Source records
----------

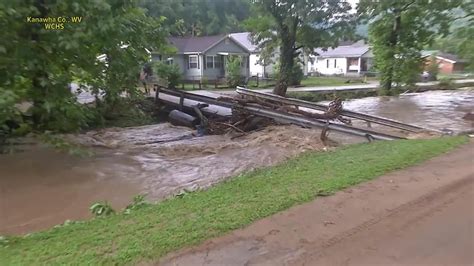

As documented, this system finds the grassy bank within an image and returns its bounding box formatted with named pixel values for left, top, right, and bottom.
left=0, top=137, right=467, bottom=265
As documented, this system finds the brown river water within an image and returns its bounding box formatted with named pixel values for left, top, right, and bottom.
left=0, top=90, right=474, bottom=235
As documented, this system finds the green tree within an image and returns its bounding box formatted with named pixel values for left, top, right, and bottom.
left=431, top=5, right=474, bottom=71
left=140, top=0, right=249, bottom=36
left=246, top=0, right=355, bottom=96
left=0, top=0, right=169, bottom=131
left=357, top=0, right=461, bottom=91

----------

| Given instruction |
Render the lines from the line with "As documented, this system finds the brown" to the line with "left=0, top=90, right=474, bottom=235" above as a JSON list of strings, one string per line, omitting blank lines.

| Written solution |
[
  "As documented, this system finds the brown river water within an image and returns its bounding box formatted with named pixel values for left, top, right, and bottom.",
  "left=0, top=90, right=474, bottom=235"
]